- **Exercise passage**
The way we seek information has dramatically shifted from traditional website browsing to increasingly relying on AI. Instead of navigating various websites and forums, AI now provides direct answers. Recognizing this trend, Google revamped its search engine by integrating “AI Overviews.” What began as an experimental feature, activated occasionally, is now a direct inclusion in almost every search result. While users place significant trust in these results, and they are often accurate, it’s estimated that 1 out of every 10 responses is incorrect. This leads to Google’s AI Overviews accumulating millions of false statements every hour.
When the internet emerged in the 1980s, and particularly in the 90s, it completely transformed how we accessed information. Gone were the days of heading to libraries and sifting through books. The internet became an immense and ever-growing source of knowledge. The most significant change in all these years has been AI, which has leveraged this vast human knowledge from the internet to generate images, videos, and provide text-based answers.
Google’s AI Overviews Fail Approximately 1 Out of 10 Times
AI has advanced rapidly in a short period, yet it remains imperfect and won’t always provide accurate answers. In fact, AI Overviews, the Gemini-powered search bot responsible for Google’s AI summaries, approaches 90% accuracy. These findings stem from an analysis by the New York Times, conducted with the assistance of a startup called Oumi. The startup utilized tools like OpenAI’s SimpleQA to determine the reliability of AI model responses.
The results indicated a 90% success rate, meaning 1 out of 10 responses was unreliable, presenting results characteristic of AI model hallucinations. For those unfamiliar with the term, hallucinations occur when an AI provides an answer that appears entirely truthful and reliable, but is, in fact, false. For instance, an inquiry about using gasoline for cooking elicited a “yes” from the AI (a query that may still yield the same response today). While a “yes” might be understandable if referring to gasoline as a fuel to start cooking, gasoline is highly toxic if ingested.

- **Source information**
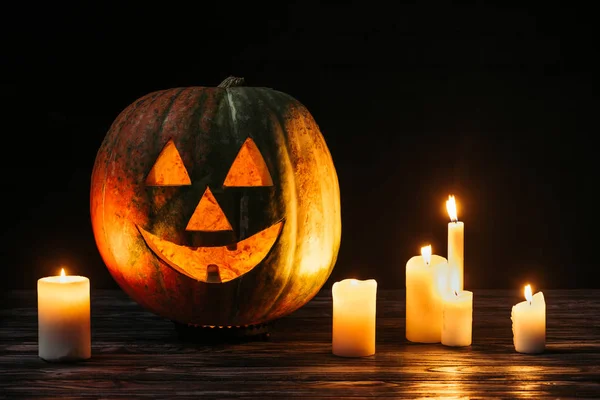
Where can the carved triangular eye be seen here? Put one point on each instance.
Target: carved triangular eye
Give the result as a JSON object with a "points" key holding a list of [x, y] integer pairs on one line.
{"points": [[168, 170], [248, 168]]}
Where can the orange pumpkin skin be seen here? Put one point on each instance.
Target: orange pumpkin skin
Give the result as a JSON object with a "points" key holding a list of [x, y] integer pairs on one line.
{"points": [[208, 126]]}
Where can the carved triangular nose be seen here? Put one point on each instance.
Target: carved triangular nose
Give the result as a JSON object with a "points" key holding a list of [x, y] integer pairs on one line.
{"points": [[209, 216]]}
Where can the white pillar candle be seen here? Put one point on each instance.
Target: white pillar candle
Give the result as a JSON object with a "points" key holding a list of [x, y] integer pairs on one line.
{"points": [[354, 306], [64, 318], [426, 284], [529, 323], [457, 318], [456, 242]]}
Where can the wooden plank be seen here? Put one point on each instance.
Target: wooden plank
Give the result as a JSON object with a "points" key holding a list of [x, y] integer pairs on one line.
{"points": [[137, 353]]}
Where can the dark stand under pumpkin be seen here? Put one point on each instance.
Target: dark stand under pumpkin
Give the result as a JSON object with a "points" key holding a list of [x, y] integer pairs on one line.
{"points": [[222, 334]]}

- **What needs to be done**
Extend the article above on the accuracy of Google's AI Overviews, picking up right after its final sentence.

- **Task output**
AI Overviews Relies on Gemini, and While It Has Improved, Errors Persist
The inherent problem is that artificial intelligence often delivers answers with absolute certainty, rarely expressing doubt. Consequently, if one trusts everything the AI says, they risk being misled. SimpleQA is considered reliable, as it’s based on choosing from over 4,000 questions with verifiable answers, akin to a rigorous exam. This isn’t Oumi’s first time testing AI Overviews; in 2025, when Google launched Gemini 2.5, it achieved an 85% success rate, which later climbed to 91% with Gemini 3, representing the most current result.
While a 91% success rate would be considered an excellent grade on an exam, given the immense volume of searches Google handles, this translates to its AI generating hundreds of thousands of inaccuracies every minute. Google has expressed its disapproval of these results and conclusions. Ned Adriance, a company spokesperson, responded by stating that SimpleQA is not a suitable evaluation tool.